Text to read
Rain and his companions walked for a full day and most of the night, until, before dawn, they came to a road, where an associate of the smugglers picked them up. They went to Houston first, and from there a van took them straight to New York. “I just got here and looked at the sky,” Rain told me. “Everything looked so big. In China, everything seems squeezed together and small. I thought, The U.S. is going to be wonderful.”

Rain had relatives near New York, and a cousin he barely knew drove him out of the city to a family-owned restaurant. For a week, he stayed at his cousin’s house, alone, while the rest of the family went to work. “Everyone is like this,” he said. “They don’t want to take you to the restaurant, because every person that goes into the restaurant wants to get paid.”

Eventually, Rain’s cousin got him a ride to Manhattan and told him that he was on his own. With the help of a friend from his village who was living in the city, he made his way to the employment agencies in Chinatown. He struck a deal with a restaurant owner and paid the agency a small fee of about twenty dollars. The agency gave him a slip of paper that listed his salary, the boss’s name and phone number, and the right bus to take. The restaurant’s address, in keeping with the usual practice, was left out. “No one knows where they’re going,” Rain explained. “They just show up and call the phone number.” Along with the other newly employed workers, he collected his belongings and walked to one of the Chinatown bus agencies, a few blocks away.

Rain’s first job was outside Albany, at a family-run restaurant where he was the only employee. When he arrived, his boss put him to work prepping all the food for the evening’s service. Rain kept cutting his fingers chopping chicken. The boss told him, “Oh, little brother, you don’t understand anything,” but he refused to help. At mealtime, the family handed Rain a bowl of rice with a few vegetables and left him to eat by himself. Later, the boss dumped buckets of water on the floor and told him to mop it up. Rain called his friend to complain. “That boss is bullying you,” the friend said. “He knows you just arrived in the U.S., so he’s making you do too much.” The next day, Rain was on a bus back to New York.

Information shown
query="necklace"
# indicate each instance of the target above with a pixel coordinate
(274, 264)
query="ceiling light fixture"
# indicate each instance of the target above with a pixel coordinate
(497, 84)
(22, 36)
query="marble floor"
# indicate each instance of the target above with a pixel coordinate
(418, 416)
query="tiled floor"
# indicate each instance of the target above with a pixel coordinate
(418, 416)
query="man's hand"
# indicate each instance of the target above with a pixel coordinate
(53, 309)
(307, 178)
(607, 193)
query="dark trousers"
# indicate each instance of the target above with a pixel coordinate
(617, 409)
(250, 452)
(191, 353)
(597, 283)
--
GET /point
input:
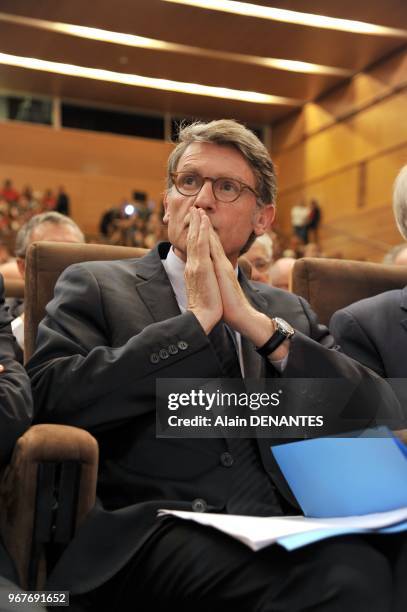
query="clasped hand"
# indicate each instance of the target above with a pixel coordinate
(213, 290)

Challenge
Reproduce verbatim the stretch of the narrative about Rain's arrival and first job in the U.S. from "Rain’s first job" through "back to New York.".

Response
Rain’s first job was outside Albany, at a family-run restaurant where he was the only employee. When he arrived, his boss put him to work prepping all the food for the evening’s service. Rain kept cutting his fingers chopping chicken. The boss told him, “Oh, little brother, you don’t understand anything,” but he refused to help. At mealtime, the family handed Rain a bowl of rice with a few vegetables and left him to eat by himself. Later, the boss dumped buckets of water on the floor and told him to mop it up. Rain called his friend to complain. “That boss is bullying you,” the friend said. “He knows you just arrived in the U.S., so he’s making you do too much.” The next day, Rain was on a bus back to New York.